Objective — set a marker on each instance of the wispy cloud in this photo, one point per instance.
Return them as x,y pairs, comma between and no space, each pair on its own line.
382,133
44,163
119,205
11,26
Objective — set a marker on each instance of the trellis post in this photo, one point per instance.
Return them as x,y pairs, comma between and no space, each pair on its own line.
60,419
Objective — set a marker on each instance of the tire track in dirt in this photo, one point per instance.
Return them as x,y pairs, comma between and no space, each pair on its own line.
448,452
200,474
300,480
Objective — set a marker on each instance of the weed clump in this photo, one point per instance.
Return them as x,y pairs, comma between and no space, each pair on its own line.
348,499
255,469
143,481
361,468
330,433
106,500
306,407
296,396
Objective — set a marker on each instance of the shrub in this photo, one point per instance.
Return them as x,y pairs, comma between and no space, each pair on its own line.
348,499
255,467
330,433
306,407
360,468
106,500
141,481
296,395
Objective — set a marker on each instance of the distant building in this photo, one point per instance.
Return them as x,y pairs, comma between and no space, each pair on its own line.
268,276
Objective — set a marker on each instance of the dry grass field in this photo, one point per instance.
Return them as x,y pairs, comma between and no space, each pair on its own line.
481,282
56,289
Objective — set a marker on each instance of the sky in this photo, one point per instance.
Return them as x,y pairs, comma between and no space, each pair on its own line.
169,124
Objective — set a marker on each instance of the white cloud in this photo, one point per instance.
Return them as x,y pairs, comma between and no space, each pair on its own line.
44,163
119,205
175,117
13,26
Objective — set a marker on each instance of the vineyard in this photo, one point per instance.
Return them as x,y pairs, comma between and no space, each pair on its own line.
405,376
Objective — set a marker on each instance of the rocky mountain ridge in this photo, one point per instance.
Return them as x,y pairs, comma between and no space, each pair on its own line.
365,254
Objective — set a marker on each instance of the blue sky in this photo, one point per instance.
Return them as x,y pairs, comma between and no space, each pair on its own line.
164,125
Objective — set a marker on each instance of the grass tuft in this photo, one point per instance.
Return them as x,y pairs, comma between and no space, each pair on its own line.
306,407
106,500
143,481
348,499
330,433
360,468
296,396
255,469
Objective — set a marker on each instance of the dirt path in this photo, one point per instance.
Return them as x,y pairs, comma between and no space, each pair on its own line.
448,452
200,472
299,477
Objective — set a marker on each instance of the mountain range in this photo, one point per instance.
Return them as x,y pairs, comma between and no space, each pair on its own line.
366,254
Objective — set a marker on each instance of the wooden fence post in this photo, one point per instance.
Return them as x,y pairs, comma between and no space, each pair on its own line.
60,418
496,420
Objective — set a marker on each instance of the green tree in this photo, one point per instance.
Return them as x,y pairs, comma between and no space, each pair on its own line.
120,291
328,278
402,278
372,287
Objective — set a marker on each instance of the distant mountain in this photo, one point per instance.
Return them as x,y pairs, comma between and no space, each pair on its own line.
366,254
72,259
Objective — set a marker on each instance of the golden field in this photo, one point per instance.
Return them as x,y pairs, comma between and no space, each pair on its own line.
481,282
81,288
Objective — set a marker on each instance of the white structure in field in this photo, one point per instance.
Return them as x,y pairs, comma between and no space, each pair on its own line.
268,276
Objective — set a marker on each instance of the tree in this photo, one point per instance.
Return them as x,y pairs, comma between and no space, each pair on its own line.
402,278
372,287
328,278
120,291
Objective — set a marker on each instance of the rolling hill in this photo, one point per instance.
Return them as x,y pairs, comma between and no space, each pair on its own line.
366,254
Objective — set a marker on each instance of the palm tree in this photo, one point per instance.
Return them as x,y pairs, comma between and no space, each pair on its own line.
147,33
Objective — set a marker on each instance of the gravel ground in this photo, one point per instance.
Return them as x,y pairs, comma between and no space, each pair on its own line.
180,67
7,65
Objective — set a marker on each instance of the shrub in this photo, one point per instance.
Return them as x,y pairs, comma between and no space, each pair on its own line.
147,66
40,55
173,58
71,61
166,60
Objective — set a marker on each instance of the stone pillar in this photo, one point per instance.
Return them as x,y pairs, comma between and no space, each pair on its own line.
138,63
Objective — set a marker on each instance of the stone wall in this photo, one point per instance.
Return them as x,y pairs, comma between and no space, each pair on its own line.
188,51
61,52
---
**The task**
Repeat all the records. Match each line exactly.

**Written solution**
Objective — set a marker on each instance of the wispy cloud in this photo, one point per instance.
Return them as x,y pairs, comma between and no space, each pair on its own line.
382,133
44,163
119,205
11,26
Objective — set a marker on each instance of the trellis post in this photo, one point per instance.
Return them as x,y pairs, comma between and no space, each pair on its own line.
60,419
Objective — set a marker on each instance of the tire track in dirt in this photo, one point per instance.
Return them as x,y pairs, comma between and no space, each pair on its own line.
448,452
200,474
300,480
Objective — set a marker on each instance of the weed clump in this photo, one point per instance.
Return them as x,y pairs, comma between and no space, each pair on its own line.
348,499
255,469
143,481
361,468
330,433
106,500
306,407
296,396
Objective — set a marker on each instance of the shrub in this photo, one point per instance.
Return them as x,y pairs, comma between and no space, each pair on its own line.
348,499
255,467
330,433
306,407
360,468
106,500
141,481
296,395
Objective — set a marker on each instance of the distant building in this photo, one point per instance.
Return them as x,y pairs, comma between and no space, each pair on its own line.
268,276
Objective — set a marker on each instance of the dry grass field in this photo, one point per instance.
Return them as x,y pairs, comma between and no space, each pair on its own line.
481,282
56,289
Objective — set a marker on each instance of the sky in this photo, one point per instance.
Return them as x,y pairs, comma between and no space, each pair on its own line.
169,124
Objective — set a marker on each instance of the white cloud in this photo, one point per instance.
Return them as x,y pairs, comma between and no space, each pair on its own line.
44,163
119,205
175,117
13,26
Objective — set a marker on each instance of the vineyard in this photo, one point per instance.
Return them as x,y pairs, comma between and no space, each pair on its own line.
405,376
Objective — set a marker on each instance of the rocky mountain ridge in this photo, one point per instance.
Return them as x,y pairs, comma between and no space, each pair on its own line.
365,254
Objective — set a marker on each instance of the blue sky in this photo, one point per instance.
Return them as x,y pairs, comma between and no space, each pair on its own line.
164,125
Objective — set a marker on each instance of the grass tuft in this photo, one point per instance.
Return them as x,y pairs, comma between and no space, each pair on its own line.
306,407
106,500
143,481
348,499
330,433
360,468
296,396
255,469
Objective — set a marker on each instance of the dirt path in this photo, one point per instance.
Return them as x,y pairs, comma between and no space, each pair on its own line.
448,452
200,472
299,477
Objective — set a marker on each instance of the mountain range in this photo, one point per instance.
Return them as x,y pairs, comma between and no space, each pair on its own line.
366,254
Objective — set a marker on each instance of the wooden fence post in this photo, one point per instance.
Return them as x,y pairs, comma between and no space, each pair on its own line.
60,418
496,420
Objective — set a marker on each instance of the green tree in this photo, one point per instance.
Return them as x,y pairs, comma between and no space, each pair on its own line.
120,291
328,278
402,278
372,287
Objective — set a marker on each instance of the distant mountain in this photo, one point per instance.
Return them as x,y pairs, comma between and no space, each pair on its own line.
366,254
72,259
Objective — set a marker on each instance of the golden field in this photo, one point per instance.
Return them as x,y pairs, comma between and no space, each pair on its own line.
481,282
81,288
Objective — set a marker on each instance of the white structure in field in this photo, one point per instance.
Return them as x,y pairs, comma between and no space, each pair on its own line.
268,276
Objective — set a marker on each instance of the tree in this photo, one point per instance.
Return them as x,y pairs, comma between and no space, each pair on its own line.
402,278
372,287
328,278
120,291
Objective — set a marker on each instance of the rolling hill in this photo, one point per instance.
Return them as x,y pairs, comma between and no space, each pair on its own line.
366,254
Objective — set a marker on each instance of the palm tree in this photo, one point per instance.
Return them as x,y pairs, comma between and no space, each pair on its own line.
147,33
Objective — set a marker on each instance of the gravel ground in this photo, one point per instance.
Return them as x,y pairs, comma between and no space, each pair on its own line.
180,67
7,65
Objective — set a marker on each instance of the shrub in this photo, one point per instance.
Return them as x,y pairs, comma between and no space, each pair on its own line.
147,66
40,55
173,58
71,61
166,60
Objective — set a marker on each instance of the stone pillar in this photo, one point per instance.
Return them as x,y pairs, comma between and no space, each pair on its own line.
138,63
Objective — set a marker on each instance of the stone wall in this photo, one point per instance.
Return them as x,y pairs, comma between and no space, each pair on its own line.
188,51
61,52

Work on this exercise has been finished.